» The request
Set every record down verbatim and omit the pictures.

» Data shown
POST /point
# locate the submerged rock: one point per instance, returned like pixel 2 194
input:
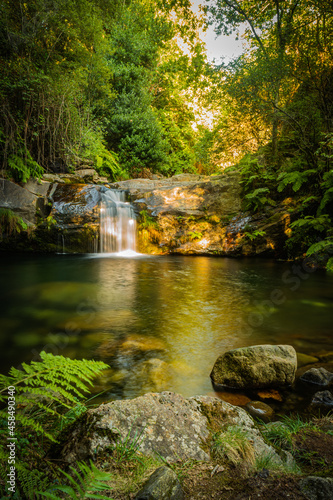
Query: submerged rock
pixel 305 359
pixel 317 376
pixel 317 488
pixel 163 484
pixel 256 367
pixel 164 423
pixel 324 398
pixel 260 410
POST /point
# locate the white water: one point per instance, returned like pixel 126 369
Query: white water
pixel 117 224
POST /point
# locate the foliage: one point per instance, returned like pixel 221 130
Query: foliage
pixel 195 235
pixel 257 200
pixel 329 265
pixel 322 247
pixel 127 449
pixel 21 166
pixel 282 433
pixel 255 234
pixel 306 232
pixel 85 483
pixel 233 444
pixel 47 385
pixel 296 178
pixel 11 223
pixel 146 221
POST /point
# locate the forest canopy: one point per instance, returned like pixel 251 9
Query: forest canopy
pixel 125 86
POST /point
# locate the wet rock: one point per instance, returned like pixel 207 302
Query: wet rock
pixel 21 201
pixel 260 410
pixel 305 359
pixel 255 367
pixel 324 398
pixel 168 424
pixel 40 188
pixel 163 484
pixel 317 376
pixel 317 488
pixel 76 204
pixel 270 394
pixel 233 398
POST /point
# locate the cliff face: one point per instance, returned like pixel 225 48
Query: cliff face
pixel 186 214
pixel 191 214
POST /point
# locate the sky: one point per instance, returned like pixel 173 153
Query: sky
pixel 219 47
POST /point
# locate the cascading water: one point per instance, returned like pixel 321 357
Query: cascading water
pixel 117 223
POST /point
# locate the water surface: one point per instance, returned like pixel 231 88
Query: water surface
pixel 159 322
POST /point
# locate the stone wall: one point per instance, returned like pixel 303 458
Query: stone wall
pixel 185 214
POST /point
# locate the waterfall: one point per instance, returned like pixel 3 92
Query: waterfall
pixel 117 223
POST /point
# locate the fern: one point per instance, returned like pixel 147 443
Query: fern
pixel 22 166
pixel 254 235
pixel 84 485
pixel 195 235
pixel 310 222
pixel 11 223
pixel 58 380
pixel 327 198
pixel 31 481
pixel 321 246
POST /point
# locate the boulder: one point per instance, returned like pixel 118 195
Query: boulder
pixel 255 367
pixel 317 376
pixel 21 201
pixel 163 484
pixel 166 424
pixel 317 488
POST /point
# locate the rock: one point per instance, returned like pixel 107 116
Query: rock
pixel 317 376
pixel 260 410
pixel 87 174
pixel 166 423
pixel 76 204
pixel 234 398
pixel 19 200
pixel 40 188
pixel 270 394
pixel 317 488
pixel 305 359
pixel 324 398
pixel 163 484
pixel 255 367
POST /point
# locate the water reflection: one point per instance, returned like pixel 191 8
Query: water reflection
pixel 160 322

» Task result
POST /point
# locate the submerged rock: one point per instance, returned like pixel 2 194
input:
Query: submerged rock
pixel 305 359
pixel 317 376
pixel 317 488
pixel 163 484
pixel 256 367
pixel 164 423
pixel 324 398
pixel 260 410
POST /point
# locate the white water: one point per instance, returned like pixel 126 369
Query: white water
pixel 117 224
POST /point
# locate the foliage: one point per instance, returned like pixel 221 130
Query: foliage
pixel 195 235
pixel 257 200
pixel 329 265
pixel 322 247
pixel 127 449
pixel 21 166
pixel 282 433
pixel 255 234
pixel 306 232
pixel 85 483
pixel 233 444
pixel 47 385
pixel 296 178
pixel 11 223
pixel 146 221
POST /point
# locate the forest canopy: one point per instance, returned like pixel 251 9
Query: forest canopy
pixel 125 86
POST /point
# locate the wet rock: one point per instance, returned like pixel 207 302
Query: wet rock
pixel 21 201
pixel 260 410
pixel 305 359
pixel 255 367
pixel 324 398
pixel 168 424
pixel 40 188
pixel 163 484
pixel 317 376
pixel 317 488
pixel 76 204
pixel 270 394
pixel 233 398
POST /point
# locate the cliff face: one point per instance, returned like pixel 225 48
Query: cliff face
pixel 186 214
pixel 191 214
POST /point
# locate the sky: one point per instance, returned like pixel 173 153
Query: sky
pixel 219 47
POST /point
# locate the cascading water: one point per instance, returned like pixel 321 357
Query: cascading water
pixel 117 223
POST /point
# locate the water surface: one point per instance, returned like pixel 231 88
Query: water surface
pixel 159 322
POST /point
# locate the stone wall: one point per instance, returned like pixel 303 458
Query: stone wall
pixel 185 214
POST /point
# locate the waterfall: one point per instance, returned like pixel 3 92
Query: waterfall
pixel 117 223
POST /point
# locate the fern: one point per instance, returned like pixel 147 443
Query: fern
pixel 22 166
pixel 254 235
pixel 84 485
pixel 195 235
pixel 310 222
pixel 11 223
pixel 58 380
pixel 327 198
pixel 31 481
pixel 321 246
POST /point
# locate the boulder: one point per instance, returned like pixel 118 195
Query: boulder
pixel 255 367
pixel 317 376
pixel 21 201
pixel 163 484
pixel 166 424
pixel 317 488
POST /point
# locate the rock: one point per instance, returned like pixel 107 116
Query: rock
pixel 317 376
pixel 260 410
pixel 87 174
pixel 166 423
pixel 76 204
pixel 234 398
pixel 19 200
pixel 40 188
pixel 270 394
pixel 317 488
pixel 305 359
pixel 324 398
pixel 163 484
pixel 255 367
POST /point
# locate the water reflection: one point per instance, returned like pixel 191 8
Query: water reflection
pixel 160 322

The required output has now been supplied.